* [DOCUMENT EXCERPT]
---

Future University
- Former names: Computer Man College, (CMC)
- Motto: Developing The Future
- Type: Private
- Established: 1991; 35 years ago August 2010; 15 years ago (upgraded to university)
- Academic affiliations: UNESCO Cousteau Society Brazilian Space Agency Association of Arab Universities, Jordan EDUFRANCE, Paris
- Chairman: Abubaker Mustafa
- President: al-Tayeb Mustafa
- Location: Khartoum, Sudan 15°32′56″N 32°33′15″E﻿ / ﻿15.548754°N 32.554078°E
- Campus: Urban;
- Website: www.fu.edu.sd

= The Future University (Sudan) =

University in Sudan

Future University (FU) (جامعة المستقبل), formerly known as Computer Man College (كلية كمبيوترمان) or (CMC), is an Information and communications technology university in Sudan. It was established in 1991 as the first college to introduce an Information Technology program in the country. It was also one of the first to introduce Computer Engineering, Telecommunication Engineering and Architecture & Design programs. It was upgraded to a university in August 2010 by the Sudanese Ministry of Higher Education and Scientific Research. The university adopts the credit hours system in its education process. Currently, the university contains seven faculties, each offering several programs.

---

Stored items:
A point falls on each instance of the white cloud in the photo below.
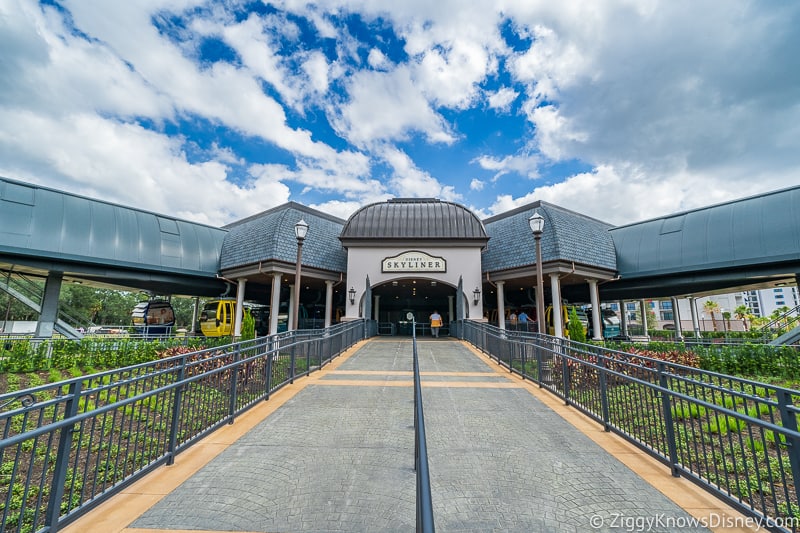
(502, 99)
(387, 106)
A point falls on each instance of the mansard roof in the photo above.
(404, 219)
(568, 236)
(270, 236)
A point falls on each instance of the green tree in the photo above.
(712, 307)
(743, 313)
(575, 327)
(248, 326)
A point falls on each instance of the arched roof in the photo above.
(43, 229)
(567, 236)
(414, 219)
(711, 248)
(270, 236)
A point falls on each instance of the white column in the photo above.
(643, 307)
(237, 324)
(328, 302)
(597, 314)
(555, 288)
(501, 305)
(695, 322)
(275, 303)
(676, 318)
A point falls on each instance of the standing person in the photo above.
(436, 323)
(523, 319)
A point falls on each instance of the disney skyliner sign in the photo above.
(414, 261)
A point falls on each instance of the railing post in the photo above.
(789, 421)
(62, 458)
(237, 357)
(666, 406)
(604, 395)
(268, 377)
(292, 357)
(562, 350)
(176, 412)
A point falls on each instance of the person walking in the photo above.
(523, 320)
(436, 323)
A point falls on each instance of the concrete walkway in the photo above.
(335, 452)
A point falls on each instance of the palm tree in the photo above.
(712, 307)
(742, 313)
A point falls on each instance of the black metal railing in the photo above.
(66, 447)
(734, 437)
(425, 522)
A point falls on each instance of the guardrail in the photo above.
(425, 522)
(66, 447)
(736, 438)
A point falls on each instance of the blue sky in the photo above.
(214, 111)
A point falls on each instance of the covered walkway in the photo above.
(335, 452)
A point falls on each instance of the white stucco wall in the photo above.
(464, 262)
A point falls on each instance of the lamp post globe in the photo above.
(300, 232)
(536, 223)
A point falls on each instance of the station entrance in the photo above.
(394, 300)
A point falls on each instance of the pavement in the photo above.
(334, 452)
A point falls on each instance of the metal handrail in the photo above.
(425, 523)
(68, 446)
(736, 438)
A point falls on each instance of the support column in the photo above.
(195, 313)
(695, 322)
(275, 303)
(328, 302)
(555, 288)
(501, 305)
(643, 309)
(49, 313)
(450, 311)
(676, 317)
(597, 313)
(237, 324)
(623, 318)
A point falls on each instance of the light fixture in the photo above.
(300, 230)
(536, 222)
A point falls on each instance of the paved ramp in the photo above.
(338, 456)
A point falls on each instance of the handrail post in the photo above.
(604, 394)
(789, 421)
(237, 357)
(668, 422)
(62, 458)
(176, 412)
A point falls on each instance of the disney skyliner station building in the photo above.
(400, 256)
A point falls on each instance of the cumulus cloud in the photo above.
(357, 100)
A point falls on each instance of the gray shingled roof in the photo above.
(270, 236)
(568, 236)
(741, 233)
(414, 218)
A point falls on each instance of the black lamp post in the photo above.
(300, 230)
(536, 222)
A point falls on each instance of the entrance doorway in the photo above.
(419, 296)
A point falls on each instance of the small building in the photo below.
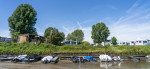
(132, 42)
(5, 39)
(108, 42)
(123, 43)
(70, 42)
(30, 38)
(140, 42)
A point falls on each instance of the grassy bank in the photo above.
(117, 50)
(43, 49)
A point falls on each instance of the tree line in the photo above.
(23, 21)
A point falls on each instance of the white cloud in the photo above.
(5, 33)
(86, 31)
(133, 25)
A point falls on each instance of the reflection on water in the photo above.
(63, 64)
(106, 65)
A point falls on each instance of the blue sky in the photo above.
(126, 19)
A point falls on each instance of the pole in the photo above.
(104, 45)
(50, 42)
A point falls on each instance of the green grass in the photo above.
(43, 49)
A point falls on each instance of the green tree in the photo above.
(85, 43)
(68, 37)
(114, 40)
(22, 21)
(100, 32)
(76, 35)
(56, 37)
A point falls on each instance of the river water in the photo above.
(66, 64)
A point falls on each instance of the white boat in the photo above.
(49, 59)
(105, 58)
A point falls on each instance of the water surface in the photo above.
(65, 64)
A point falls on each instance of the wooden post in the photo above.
(104, 45)
(50, 42)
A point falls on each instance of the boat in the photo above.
(50, 59)
(6, 58)
(76, 59)
(19, 58)
(33, 58)
(89, 58)
(105, 58)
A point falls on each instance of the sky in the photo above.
(126, 19)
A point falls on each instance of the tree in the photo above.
(76, 35)
(85, 43)
(68, 37)
(114, 40)
(100, 32)
(22, 21)
(56, 37)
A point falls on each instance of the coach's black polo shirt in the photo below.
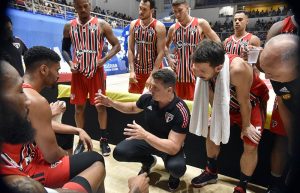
(287, 92)
(175, 116)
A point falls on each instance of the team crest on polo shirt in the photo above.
(169, 117)
(286, 96)
(17, 45)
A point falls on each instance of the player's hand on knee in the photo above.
(252, 133)
(132, 77)
(101, 99)
(139, 183)
(57, 107)
(86, 139)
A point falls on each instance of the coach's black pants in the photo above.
(140, 151)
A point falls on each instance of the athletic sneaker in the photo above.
(104, 147)
(239, 189)
(173, 183)
(79, 148)
(206, 177)
(147, 166)
(274, 189)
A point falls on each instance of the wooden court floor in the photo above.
(117, 174)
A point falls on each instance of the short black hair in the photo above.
(210, 52)
(241, 11)
(38, 55)
(7, 20)
(178, 2)
(152, 3)
(168, 77)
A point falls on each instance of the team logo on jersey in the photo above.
(17, 45)
(286, 96)
(179, 44)
(93, 28)
(274, 123)
(284, 89)
(55, 164)
(72, 96)
(169, 117)
(193, 30)
(150, 31)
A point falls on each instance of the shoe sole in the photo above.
(105, 154)
(213, 181)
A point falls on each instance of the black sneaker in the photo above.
(104, 147)
(239, 189)
(146, 167)
(173, 183)
(206, 177)
(274, 189)
(79, 148)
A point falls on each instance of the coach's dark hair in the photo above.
(7, 19)
(38, 55)
(152, 3)
(241, 11)
(178, 2)
(210, 52)
(168, 77)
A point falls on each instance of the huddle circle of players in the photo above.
(149, 43)
(219, 73)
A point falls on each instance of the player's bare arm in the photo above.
(208, 31)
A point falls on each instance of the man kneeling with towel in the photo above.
(235, 93)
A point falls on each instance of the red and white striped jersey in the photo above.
(145, 47)
(258, 92)
(87, 42)
(235, 46)
(186, 40)
(288, 26)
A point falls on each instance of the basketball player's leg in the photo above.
(78, 97)
(97, 84)
(210, 174)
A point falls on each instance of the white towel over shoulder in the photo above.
(220, 118)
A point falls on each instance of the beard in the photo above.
(14, 129)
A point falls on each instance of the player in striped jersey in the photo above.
(239, 41)
(279, 152)
(86, 34)
(167, 119)
(236, 43)
(186, 33)
(146, 47)
(248, 99)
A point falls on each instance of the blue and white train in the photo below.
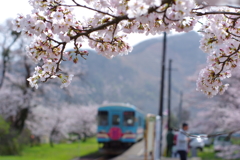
(119, 124)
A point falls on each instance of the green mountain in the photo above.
(135, 78)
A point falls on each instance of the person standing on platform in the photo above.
(170, 142)
(182, 142)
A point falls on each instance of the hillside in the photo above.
(135, 78)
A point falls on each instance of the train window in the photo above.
(129, 118)
(139, 121)
(102, 118)
(115, 120)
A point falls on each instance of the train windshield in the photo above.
(102, 118)
(129, 118)
(115, 120)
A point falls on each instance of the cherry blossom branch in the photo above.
(224, 62)
(83, 6)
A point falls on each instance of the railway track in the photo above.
(105, 157)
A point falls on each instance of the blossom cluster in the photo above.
(53, 25)
(220, 42)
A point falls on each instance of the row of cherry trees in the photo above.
(59, 123)
(20, 103)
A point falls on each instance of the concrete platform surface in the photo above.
(136, 152)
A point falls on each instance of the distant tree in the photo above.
(58, 123)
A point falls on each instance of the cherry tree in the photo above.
(58, 123)
(54, 26)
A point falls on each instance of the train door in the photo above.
(103, 126)
(115, 132)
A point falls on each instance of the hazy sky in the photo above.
(10, 8)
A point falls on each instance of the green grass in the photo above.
(208, 154)
(66, 151)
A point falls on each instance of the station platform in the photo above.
(136, 152)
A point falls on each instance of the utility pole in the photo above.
(169, 92)
(180, 110)
(162, 89)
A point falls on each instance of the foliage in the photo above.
(65, 151)
(54, 26)
(58, 123)
(9, 143)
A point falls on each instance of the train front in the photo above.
(119, 126)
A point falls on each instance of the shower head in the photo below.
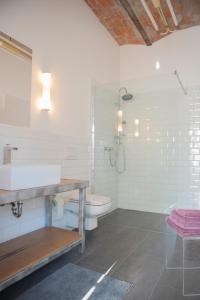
(126, 96)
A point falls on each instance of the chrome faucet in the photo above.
(7, 154)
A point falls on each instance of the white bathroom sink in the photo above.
(17, 177)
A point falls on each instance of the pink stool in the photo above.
(186, 224)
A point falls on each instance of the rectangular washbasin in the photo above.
(17, 177)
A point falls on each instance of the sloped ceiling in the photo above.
(128, 22)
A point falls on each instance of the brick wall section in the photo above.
(113, 16)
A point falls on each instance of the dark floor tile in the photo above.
(154, 245)
(114, 250)
(166, 292)
(143, 271)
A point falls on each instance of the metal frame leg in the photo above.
(82, 198)
(48, 211)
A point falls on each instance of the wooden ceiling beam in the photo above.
(132, 15)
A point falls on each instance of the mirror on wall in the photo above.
(15, 82)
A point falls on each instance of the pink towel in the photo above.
(182, 230)
(186, 218)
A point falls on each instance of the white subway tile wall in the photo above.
(163, 151)
(37, 147)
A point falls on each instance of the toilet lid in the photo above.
(92, 199)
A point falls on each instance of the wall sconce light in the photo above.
(45, 101)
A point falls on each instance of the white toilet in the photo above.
(96, 206)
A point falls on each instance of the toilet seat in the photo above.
(93, 200)
(96, 206)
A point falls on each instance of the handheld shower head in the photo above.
(126, 96)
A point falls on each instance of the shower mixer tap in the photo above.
(7, 155)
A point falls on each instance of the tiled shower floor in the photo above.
(132, 245)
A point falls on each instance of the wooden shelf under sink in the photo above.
(25, 254)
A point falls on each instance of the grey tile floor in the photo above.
(131, 244)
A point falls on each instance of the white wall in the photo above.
(179, 51)
(67, 40)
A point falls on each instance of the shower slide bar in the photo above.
(180, 82)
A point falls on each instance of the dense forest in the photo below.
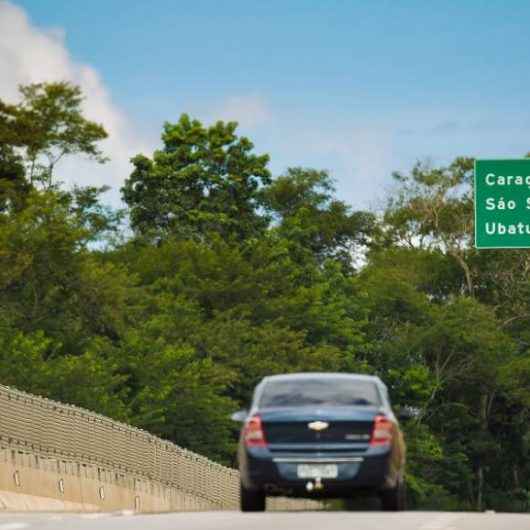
(166, 313)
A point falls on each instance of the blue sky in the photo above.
(357, 87)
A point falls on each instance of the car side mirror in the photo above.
(240, 416)
(409, 413)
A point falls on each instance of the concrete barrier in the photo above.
(50, 460)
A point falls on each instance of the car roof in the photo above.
(322, 375)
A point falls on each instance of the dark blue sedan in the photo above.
(320, 435)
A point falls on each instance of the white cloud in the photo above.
(29, 54)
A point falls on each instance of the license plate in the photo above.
(317, 471)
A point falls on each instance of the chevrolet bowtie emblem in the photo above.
(318, 425)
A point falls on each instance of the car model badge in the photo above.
(318, 425)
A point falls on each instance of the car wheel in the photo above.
(250, 500)
(395, 499)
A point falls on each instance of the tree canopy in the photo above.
(230, 274)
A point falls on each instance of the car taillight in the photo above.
(253, 434)
(382, 433)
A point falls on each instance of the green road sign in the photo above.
(502, 203)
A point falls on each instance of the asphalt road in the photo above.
(269, 521)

---

* [REQUIRED TASKS]
[1] Answer these questions about the Future University text:
(a) Who is the chairman?
(b) What is the motto?
(c) Which body upgraded the institution to a university in August 2010?
[2] Which programs does the Future University text say the institution was the first, or one of the first, to introduce in Sudan?
[3] Repeat the stretch of the Future University text from "Future University (FU)" through "offering several programs.".

* [SOLUTIONS TO THE TASKS]
[1]
(a) Abubaker Mustafa
(b) Developing The Future
(c) The Sudanese Ministry of Higher Education and Scientific Research

[2]
- Information Technology
- Computer Engineering
- Telecommunication Engineering
- Architecture & Design

[3]
Future University (FU) (جامعة المستقبل), formerly known as Computer Man College (كلية كمبيوترمان) or (CMC), is an Information and communications technology university in Sudan. It was established in 1991 as the first college to introduce an Information Technology program in the country. It was also one of the first to introduce Computer Engineering, Telecommunication Engineering and Architecture & Design programs. It was upgraded to a university in August 2010 by the Sudanese Ministry of Higher Education and Scientific Research. The university adopts the credit hours system in its education process. Currently, the university contains seven faculties, each offering several programs.